### [Task to complete]
Reproduce only the lines from the one containing "Target: blue-green foliage" down to the final line, requests included. Offset every polygon coordinate in the answers by adding 103 to it.

Region annotation entries:
* begin *

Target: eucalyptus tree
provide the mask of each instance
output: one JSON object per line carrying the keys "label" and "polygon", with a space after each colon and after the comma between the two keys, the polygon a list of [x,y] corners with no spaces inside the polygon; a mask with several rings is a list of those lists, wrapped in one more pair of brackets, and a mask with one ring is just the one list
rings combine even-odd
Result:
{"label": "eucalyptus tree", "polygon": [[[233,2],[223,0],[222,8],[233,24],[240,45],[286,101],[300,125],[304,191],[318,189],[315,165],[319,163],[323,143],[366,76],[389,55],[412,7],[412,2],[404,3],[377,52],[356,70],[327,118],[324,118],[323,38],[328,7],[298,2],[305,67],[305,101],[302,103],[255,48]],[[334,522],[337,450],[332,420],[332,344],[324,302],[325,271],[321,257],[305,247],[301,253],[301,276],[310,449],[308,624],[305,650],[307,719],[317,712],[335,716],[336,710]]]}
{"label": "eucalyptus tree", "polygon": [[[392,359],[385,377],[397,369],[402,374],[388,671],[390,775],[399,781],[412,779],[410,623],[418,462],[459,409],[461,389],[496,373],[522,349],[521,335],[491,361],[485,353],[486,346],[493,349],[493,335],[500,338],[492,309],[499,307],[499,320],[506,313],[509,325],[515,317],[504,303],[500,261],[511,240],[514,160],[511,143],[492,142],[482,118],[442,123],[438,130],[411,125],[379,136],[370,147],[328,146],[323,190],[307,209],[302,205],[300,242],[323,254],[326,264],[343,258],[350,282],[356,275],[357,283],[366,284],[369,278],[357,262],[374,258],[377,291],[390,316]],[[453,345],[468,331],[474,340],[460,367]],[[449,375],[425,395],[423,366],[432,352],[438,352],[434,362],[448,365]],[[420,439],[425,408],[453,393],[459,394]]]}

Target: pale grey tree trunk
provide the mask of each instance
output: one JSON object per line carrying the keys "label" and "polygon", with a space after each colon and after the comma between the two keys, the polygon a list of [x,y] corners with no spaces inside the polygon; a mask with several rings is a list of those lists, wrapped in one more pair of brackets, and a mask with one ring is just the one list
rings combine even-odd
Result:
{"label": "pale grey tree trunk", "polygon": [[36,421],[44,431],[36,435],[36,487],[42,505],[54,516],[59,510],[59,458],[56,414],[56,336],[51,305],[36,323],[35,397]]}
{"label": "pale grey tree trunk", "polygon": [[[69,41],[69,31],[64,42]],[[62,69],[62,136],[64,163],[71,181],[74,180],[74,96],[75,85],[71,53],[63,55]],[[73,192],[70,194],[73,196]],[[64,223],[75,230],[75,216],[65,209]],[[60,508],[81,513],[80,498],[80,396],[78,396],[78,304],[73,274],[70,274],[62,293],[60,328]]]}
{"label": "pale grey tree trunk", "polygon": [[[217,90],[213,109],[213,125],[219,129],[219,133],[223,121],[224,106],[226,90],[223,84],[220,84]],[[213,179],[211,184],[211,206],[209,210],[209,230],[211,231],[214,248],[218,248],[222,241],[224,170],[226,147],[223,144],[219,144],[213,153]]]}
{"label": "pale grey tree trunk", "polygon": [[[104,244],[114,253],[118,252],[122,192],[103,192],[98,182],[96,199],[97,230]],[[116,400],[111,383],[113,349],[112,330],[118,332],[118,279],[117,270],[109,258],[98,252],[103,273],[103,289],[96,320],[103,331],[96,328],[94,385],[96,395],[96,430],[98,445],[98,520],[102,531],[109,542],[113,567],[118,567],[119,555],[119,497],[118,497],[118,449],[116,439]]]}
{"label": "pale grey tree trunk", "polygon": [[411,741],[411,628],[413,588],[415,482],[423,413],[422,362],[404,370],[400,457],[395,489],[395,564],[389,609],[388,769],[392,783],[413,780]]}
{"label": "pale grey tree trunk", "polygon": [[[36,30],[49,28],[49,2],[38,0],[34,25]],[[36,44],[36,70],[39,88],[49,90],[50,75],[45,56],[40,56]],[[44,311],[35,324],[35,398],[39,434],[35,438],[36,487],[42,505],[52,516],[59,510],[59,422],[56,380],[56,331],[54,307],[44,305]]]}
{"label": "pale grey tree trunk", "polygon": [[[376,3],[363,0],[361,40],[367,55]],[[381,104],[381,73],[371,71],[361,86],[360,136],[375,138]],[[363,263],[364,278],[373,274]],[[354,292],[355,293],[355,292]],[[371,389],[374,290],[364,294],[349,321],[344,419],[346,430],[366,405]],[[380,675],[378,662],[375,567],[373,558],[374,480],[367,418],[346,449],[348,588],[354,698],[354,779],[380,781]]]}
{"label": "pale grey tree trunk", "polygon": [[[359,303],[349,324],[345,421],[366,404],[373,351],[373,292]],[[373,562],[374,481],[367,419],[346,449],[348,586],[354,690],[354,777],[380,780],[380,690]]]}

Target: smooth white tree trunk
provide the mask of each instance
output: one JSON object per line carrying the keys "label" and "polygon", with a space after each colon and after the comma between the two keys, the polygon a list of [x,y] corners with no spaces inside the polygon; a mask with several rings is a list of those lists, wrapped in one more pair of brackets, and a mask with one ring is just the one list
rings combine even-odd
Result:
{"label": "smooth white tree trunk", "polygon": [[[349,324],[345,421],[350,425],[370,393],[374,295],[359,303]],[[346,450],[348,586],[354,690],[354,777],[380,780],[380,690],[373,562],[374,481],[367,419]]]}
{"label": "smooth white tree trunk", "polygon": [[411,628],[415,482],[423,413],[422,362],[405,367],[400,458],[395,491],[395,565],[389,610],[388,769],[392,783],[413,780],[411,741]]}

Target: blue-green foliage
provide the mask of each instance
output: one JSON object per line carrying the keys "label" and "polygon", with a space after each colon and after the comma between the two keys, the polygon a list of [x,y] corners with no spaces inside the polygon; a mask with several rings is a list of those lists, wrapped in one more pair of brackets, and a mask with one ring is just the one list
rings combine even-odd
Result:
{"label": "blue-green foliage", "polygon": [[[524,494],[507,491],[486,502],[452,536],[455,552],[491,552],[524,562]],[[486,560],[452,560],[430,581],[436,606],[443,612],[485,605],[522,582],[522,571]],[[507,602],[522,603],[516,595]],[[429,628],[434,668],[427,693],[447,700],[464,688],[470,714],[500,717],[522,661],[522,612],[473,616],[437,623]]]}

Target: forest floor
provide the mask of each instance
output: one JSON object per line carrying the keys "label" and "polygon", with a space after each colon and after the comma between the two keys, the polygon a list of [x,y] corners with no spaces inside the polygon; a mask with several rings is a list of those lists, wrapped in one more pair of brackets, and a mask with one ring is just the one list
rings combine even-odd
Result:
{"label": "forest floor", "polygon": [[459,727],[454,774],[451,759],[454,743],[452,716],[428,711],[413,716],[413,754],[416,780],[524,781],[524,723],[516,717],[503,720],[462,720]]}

* end *

### [Task result]
Target: blue-green foliage
provide the mask of each instance
output: one JSON object per line carrying the keys "label" and "polygon", with a space after each colon and after the comma between the two keys, the polygon a list of [x,y] corners with no spaces inside the polygon; a mask with several rings is a list of those lists, wrapped in one more pair of brackets, and a mask with one ring is just the one list
rings combine even-odd
Result:
{"label": "blue-green foliage", "polygon": [[[627,597],[610,594],[589,605],[555,639],[558,655],[594,655],[627,665]],[[589,663],[555,663],[533,684],[539,709],[546,715],[588,708],[625,685],[625,674]],[[610,705],[625,706],[619,698]],[[532,731],[537,771],[530,796],[550,803],[567,791],[573,817],[603,820],[625,764],[625,715],[576,719],[540,726]]]}

Target: forest floor
provide the mask of each instance
output: one JSON object per line carrying the keys "label" and "polygon", with a space after each colon and after the comma between the two keys, the polygon a list of [x,y] corners with no spaces inside the polygon; a mask with several rings is a list of those lists, wrapped in one more pair of brackets, and a mask with one ring is just the one list
rings combine even-odd
Result:
{"label": "forest floor", "polygon": [[562,830],[557,877],[554,862],[557,846],[555,819],[531,814],[516,819],[516,857],[519,883],[627,884],[627,826],[619,820],[606,823],[565,823]]}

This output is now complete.